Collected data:

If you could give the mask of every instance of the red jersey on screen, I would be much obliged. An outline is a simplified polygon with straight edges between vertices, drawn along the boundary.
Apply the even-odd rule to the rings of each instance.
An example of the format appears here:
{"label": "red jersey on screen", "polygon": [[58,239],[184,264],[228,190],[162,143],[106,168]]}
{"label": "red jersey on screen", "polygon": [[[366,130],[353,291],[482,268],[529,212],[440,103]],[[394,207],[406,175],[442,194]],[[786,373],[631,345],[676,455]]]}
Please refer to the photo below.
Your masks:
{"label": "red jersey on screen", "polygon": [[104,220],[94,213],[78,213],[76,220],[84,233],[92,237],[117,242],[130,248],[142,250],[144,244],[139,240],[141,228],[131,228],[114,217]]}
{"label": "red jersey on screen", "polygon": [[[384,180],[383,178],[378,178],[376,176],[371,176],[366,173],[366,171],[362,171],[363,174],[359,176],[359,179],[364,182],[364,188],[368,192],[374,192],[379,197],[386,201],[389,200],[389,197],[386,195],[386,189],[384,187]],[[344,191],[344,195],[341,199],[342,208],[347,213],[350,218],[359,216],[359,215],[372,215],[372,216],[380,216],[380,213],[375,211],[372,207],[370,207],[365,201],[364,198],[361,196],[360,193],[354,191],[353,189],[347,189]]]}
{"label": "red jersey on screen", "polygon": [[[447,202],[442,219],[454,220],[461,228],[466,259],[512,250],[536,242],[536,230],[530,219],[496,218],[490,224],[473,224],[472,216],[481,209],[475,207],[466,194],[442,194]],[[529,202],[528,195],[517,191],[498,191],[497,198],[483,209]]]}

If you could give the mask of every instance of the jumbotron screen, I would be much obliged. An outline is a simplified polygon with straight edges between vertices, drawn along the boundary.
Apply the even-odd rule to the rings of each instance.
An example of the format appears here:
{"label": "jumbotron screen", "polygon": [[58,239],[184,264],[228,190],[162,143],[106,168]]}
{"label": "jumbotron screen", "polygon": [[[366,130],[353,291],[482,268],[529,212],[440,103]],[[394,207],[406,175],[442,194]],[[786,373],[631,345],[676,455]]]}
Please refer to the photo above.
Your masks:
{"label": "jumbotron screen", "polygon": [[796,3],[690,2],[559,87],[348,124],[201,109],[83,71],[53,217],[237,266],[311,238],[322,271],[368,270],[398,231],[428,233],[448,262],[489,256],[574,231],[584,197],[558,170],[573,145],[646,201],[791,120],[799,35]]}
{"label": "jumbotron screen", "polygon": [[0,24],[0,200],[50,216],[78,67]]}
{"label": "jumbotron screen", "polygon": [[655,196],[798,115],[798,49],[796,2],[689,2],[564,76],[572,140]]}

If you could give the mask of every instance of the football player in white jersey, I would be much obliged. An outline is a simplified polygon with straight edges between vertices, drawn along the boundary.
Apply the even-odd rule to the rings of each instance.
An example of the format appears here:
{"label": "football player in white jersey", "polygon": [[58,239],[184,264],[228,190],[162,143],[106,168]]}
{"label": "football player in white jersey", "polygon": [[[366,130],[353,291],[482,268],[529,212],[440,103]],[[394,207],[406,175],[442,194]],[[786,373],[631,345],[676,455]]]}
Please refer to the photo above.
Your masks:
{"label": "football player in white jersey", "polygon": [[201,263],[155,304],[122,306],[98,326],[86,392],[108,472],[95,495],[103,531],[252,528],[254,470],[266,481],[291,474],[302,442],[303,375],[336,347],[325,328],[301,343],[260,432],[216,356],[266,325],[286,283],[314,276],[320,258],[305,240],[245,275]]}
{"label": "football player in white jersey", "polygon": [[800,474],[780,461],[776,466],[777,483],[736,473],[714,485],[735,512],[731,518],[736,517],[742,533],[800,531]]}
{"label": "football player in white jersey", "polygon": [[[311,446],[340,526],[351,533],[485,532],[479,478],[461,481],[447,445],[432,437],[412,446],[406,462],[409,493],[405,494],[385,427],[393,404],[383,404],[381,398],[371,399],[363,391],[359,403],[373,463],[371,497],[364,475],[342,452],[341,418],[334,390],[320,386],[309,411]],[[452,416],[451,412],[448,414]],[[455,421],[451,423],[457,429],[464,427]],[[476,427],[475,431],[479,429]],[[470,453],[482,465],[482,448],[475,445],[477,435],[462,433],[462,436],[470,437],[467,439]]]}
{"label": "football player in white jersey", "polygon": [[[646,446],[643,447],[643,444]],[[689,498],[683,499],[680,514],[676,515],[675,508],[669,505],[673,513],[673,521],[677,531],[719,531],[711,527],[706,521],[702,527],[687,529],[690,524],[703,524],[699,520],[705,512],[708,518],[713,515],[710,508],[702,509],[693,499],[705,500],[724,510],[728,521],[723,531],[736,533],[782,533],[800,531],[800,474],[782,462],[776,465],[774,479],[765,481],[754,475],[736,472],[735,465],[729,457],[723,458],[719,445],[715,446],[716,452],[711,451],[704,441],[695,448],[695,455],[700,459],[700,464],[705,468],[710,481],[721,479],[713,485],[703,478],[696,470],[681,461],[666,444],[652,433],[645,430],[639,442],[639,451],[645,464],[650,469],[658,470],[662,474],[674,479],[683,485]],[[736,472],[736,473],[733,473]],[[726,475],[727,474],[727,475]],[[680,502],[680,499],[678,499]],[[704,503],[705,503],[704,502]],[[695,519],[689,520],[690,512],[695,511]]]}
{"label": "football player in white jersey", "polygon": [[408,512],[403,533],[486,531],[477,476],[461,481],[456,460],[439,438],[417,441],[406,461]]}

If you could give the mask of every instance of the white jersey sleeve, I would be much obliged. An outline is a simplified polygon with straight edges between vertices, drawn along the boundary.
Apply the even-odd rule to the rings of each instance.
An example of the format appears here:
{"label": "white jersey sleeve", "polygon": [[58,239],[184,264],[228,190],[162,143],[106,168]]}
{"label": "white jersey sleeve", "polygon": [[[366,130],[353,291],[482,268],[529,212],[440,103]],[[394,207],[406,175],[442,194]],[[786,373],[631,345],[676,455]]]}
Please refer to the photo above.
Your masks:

### Task statement
Give the entries again exactly, every one.

### Solution to this exercise
If you could give the mask of every instance of the red jersey on screen, I would be much obliged. An outline is a simplified polygon with straight edges between vertices, drawn along the boundary.
Apply the even-odd rule to the rings of each instance.
An example of the format appears here:
{"label": "red jersey on screen", "polygon": [[58,239],[184,264],[228,190],[162,143],[106,168]]}
{"label": "red jersey on screen", "polygon": [[[366,130],[353,291],[482,268],[529,212],[440,103]],[[394,207],[406,175],[442,194]],[[786,373],[631,345],[676,455]]]}
Please refer to the photo below.
Your masks:
{"label": "red jersey on screen", "polygon": [[104,220],[94,213],[78,213],[76,220],[84,233],[92,237],[117,242],[130,248],[142,250],[144,244],[139,240],[141,228],[131,228],[114,217]]}
{"label": "red jersey on screen", "polygon": [[[384,180],[383,178],[378,178],[376,176],[371,176],[366,173],[366,171],[362,171],[363,174],[359,176],[359,179],[364,182],[364,188],[368,192],[374,192],[379,197],[386,201],[389,200],[389,197],[386,195],[386,189],[384,187]],[[344,191],[344,195],[341,199],[342,208],[347,213],[350,218],[359,216],[359,215],[372,215],[372,216],[380,216],[380,213],[375,211],[372,207],[370,207],[365,201],[364,198],[361,196],[360,193],[354,191],[353,189],[347,189]]]}
{"label": "red jersey on screen", "polygon": [[[447,202],[442,219],[454,220],[461,228],[466,259],[512,250],[536,242],[536,230],[530,219],[496,218],[490,224],[473,224],[472,216],[481,209],[475,207],[466,194],[442,194]],[[529,202],[528,195],[517,191],[498,191],[497,198],[483,209]]]}

If you could give the mask of every instance of the jumbotron screen, I would be much obliged. An outline is a simplified polygon with straight edges between vertices, drawn along the boundary.
Apply the even-odd rule to the rings of each instance.
An example of the format appears here:
{"label": "jumbotron screen", "polygon": [[58,239],[184,264],[228,190],[162,143],[106,168]]}
{"label": "jumbotron screen", "polygon": [[[366,130],[353,291],[482,268],[529,212],[440,103]],[[394,207],[406,175],[442,194]],[[786,373],[631,345],[676,455]]]}
Please refer to the photo above.
Your masks:
{"label": "jumbotron screen", "polygon": [[796,3],[690,2],[559,87],[348,124],[201,109],[83,71],[53,217],[237,266],[311,238],[322,271],[368,270],[398,231],[428,233],[448,262],[489,256],[574,231],[584,197],[558,170],[573,145],[646,201],[791,120],[799,35]]}
{"label": "jumbotron screen", "polygon": [[0,24],[0,200],[50,216],[78,67]]}
{"label": "jumbotron screen", "polygon": [[655,196],[798,115],[798,49],[796,2],[689,2],[564,76],[572,140]]}

If you could give the mask of every instance of the football player in white jersey, I would be much obliged. An outline is a simplified polygon with straight edges between vertices, drawn along the boundary.
Apply the even-odd rule to the rings of each instance.
An example of the format appears here:
{"label": "football player in white jersey", "polygon": [[58,239],[184,264],[228,190],[162,143],[106,168]]}
{"label": "football player in white jersey", "polygon": [[[366,130],[353,291],[482,268],[529,212],[440,103]],[[394,207],[406,175],[442,194]],[[786,373],[631,345],[676,455]]]}
Please refer to the photo above.
Your masks:
{"label": "football player in white jersey", "polygon": [[201,263],[155,304],[122,306],[98,326],[86,392],[108,472],[95,495],[103,531],[252,528],[254,470],[266,481],[291,474],[302,442],[303,375],[336,347],[325,328],[301,343],[260,432],[216,356],[266,325],[286,283],[314,276],[320,258],[305,240],[245,275]]}
{"label": "football player in white jersey", "polygon": [[800,474],[780,461],[776,466],[777,483],[736,473],[714,485],[735,512],[731,518],[736,517],[742,533],[800,531]]}
{"label": "football player in white jersey", "polygon": [[[311,446],[340,526],[351,533],[485,532],[479,478],[461,481],[447,445],[432,437],[412,446],[406,462],[409,493],[405,494],[385,427],[393,404],[383,404],[381,398],[371,399],[363,391],[359,403],[373,463],[371,497],[364,475],[342,452],[341,418],[334,390],[320,386],[309,411]],[[452,416],[451,412],[448,414]],[[455,421],[451,423],[457,429],[464,427]],[[476,427],[475,431],[479,429]],[[470,453],[482,465],[482,448],[475,445],[477,435],[462,433],[462,436],[470,437],[467,439]]]}
{"label": "football player in white jersey", "polygon": [[[646,446],[643,447],[643,444]],[[689,498],[683,499],[680,514],[676,515],[675,508],[669,505],[673,513],[673,521],[677,531],[719,531],[711,527],[706,521],[702,527],[687,529],[690,524],[703,524],[699,520],[705,512],[708,518],[713,515],[710,508],[702,509],[693,499],[705,500],[724,510],[728,521],[723,531],[736,533],[782,533],[800,531],[800,474],[782,462],[776,465],[774,479],[765,481],[754,475],[736,472],[735,465],[729,457],[723,458],[719,445],[715,446],[716,452],[711,451],[704,441],[695,448],[695,455],[700,459],[700,464],[705,468],[710,481],[721,479],[713,485],[703,478],[696,470],[681,461],[666,444],[652,433],[645,430],[639,442],[639,451],[645,464],[650,469],[658,470],[662,474],[674,479],[683,485]],[[736,472],[736,473],[733,473]],[[726,475],[727,474],[727,475]],[[680,502],[680,499],[678,499]],[[704,503],[705,503],[704,502]],[[695,519],[689,520],[690,512],[695,511]]]}
{"label": "football player in white jersey", "polygon": [[408,512],[403,533],[486,531],[477,476],[461,481],[456,460],[439,438],[417,441],[406,461]]}

If you could give the mask of every instance of the white jersey sleeve, I would be much obliged. An outline is a simplified polygon with straight edges between vertices, drawn along the boundary.
Apply the even-odd rule to the rings of each instance.
An example of the format appears here:
{"label": "white jersey sleeve", "polygon": [[58,239],[184,264],[228,190],[162,143],[106,168]]}
{"label": "white jersey sleeve", "polygon": [[[366,130],[353,291],[482,268],[529,212],[440,103]],[[394,207],[406,175],[442,194]],[[786,373],[631,345],[676,455]]]}
Please refer to the photo above.
Your masks:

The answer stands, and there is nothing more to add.